▶ _COMPLETE THE FOLLOWING_:
- 1) In the whefs bug comments, which revision holds the option-parsing fix?
- 2) List every name in the whefs bug comments that begins with "whio_".
- 3) Please carry the whefs bug comments forward from their last sentence.

▶ _PASSAGE SHOWN_:
Original comment by sgbeal@googlemail.com
on 2 Nov 2011 at 8:55
LOL! The comment above the offending line reveals something:
// FIXME: add whio_dev_size_t_en/decode()
rc = whio_dev_decode_uint32( fs->dev, &opt->block_size );
This change has broken other stuff, so i cannot commit the code right now. i
will take a closer look at it tomorrow or Friday (when i have access to my real
dev PC instead of this netbook).
Your report revealed an option-parsing bug in the whefs applications, by the
way (that fix was just committed in r359).
Original comment by sgbeal@googlemail.com
on 2 Nov 2011 at 9:15
Reminder to self: whio_dev_encode_cstr() is only used in test code - it can be
removed entirely. But the encoding/decoding of opt->block_size certainly needs
to be fixed to use whio_size_t.

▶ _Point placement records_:
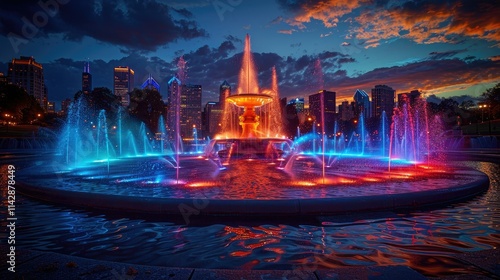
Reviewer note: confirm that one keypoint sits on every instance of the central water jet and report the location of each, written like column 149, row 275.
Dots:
column 249, row 119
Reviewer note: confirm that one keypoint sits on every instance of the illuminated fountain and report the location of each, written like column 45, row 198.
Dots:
column 134, row 184
column 249, row 168
column 249, row 120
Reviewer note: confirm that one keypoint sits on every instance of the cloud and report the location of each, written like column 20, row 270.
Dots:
column 495, row 58
column 433, row 76
column 445, row 54
column 233, row 39
column 287, row 31
column 325, row 34
column 126, row 23
column 327, row 11
column 184, row 12
column 425, row 22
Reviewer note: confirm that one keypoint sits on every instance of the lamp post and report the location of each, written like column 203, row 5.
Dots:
column 483, row 107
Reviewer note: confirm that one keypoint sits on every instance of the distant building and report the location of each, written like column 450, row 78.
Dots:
column 123, row 83
column 86, row 79
column 329, row 107
column 213, row 115
column 411, row 97
column 65, row 106
column 190, row 110
column 51, row 107
column 151, row 84
column 362, row 103
column 25, row 72
column 3, row 79
column 224, row 92
column 298, row 104
column 346, row 111
column 188, row 98
column 382, row 100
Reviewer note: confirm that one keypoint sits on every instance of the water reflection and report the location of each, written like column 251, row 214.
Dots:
column 424, row 240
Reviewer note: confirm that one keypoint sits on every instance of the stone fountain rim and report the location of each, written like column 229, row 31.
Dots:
column 253, row 207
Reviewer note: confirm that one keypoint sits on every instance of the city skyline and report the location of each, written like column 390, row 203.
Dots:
column 438, row 47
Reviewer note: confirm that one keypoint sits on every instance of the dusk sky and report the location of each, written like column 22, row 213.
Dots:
column 439, row 47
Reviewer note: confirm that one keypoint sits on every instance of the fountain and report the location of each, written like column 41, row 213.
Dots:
column 250, row 169
column 132, row 194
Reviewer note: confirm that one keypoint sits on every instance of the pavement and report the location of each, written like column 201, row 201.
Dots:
column 31, row 264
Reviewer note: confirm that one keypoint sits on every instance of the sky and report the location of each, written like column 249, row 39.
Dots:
column 446, row 48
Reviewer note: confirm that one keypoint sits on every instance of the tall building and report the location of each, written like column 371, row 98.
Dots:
column 123, row 83
column 65, row 106
column 86, row 78
column 329, row 107
column 298, row 104
column 188, row 99
column 224, row 92
column 173, row 95
column 346, row 111
column 382, row 100
column 3, row 79
column 151, row 84
column 411, row 97
column 51, row 107
column 213, row 115
column 190, row 110
column 362, row 101
column 25, row 72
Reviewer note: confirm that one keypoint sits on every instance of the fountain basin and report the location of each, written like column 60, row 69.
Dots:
column 251, row 187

▶ _OUTPUTS BY TASK_:
- 1) r359

- 2) whio_dev_size_t_en/decode(), whio_dev_decode_uint32, whio_dev_encode_cstr(), whio_size_t

- 3)
Original comment by sgbeal@googlemail.com
on 2 Nov 2011 at 9:17
I'm hesitant to give up the 16 bit type size (we make lots of small files so
the 32 gets a little expensive.)
Original comment by dan.schm...@gmail.com
on 2 Nov 2011 at 9:19
It can be fixed easily enough, i just need to figure out which
algos/preconditions i've broken by changing the size of the type. On Friday
i'll have my dev laptop with me and can run it through the debugger and whatnot
to find what i've missed. Until then i'm on my netbook, which is really tedious
to develop on.
A bit of background: each of the on-storage entities (e.g. inode/block metadata
and whatnot) is encoded as a fixed-sized number, and changing from uint32 to
whio_size_t changes those sizes in 16-bit mode. Somewhere (not yet sure where)
i have not accounted for this change (it's still counting/expecting 4 bytes but
only has 2), which causes a down-stream assertion in some of my test code
(which is a good thing, actually, or i might have missed this problem).
Original comment by sgbeal@googlemail.com
on 2 Nov 2011 at 9:24
DOH! Reminder to self: the report is about the WHEFS_ID_TYPE_BITS, NOT
WHIO_SIZE_T_BITS. i was changing the wrong stuff :/.
PS: in whefs' successor, epfs, 16-bit is the default.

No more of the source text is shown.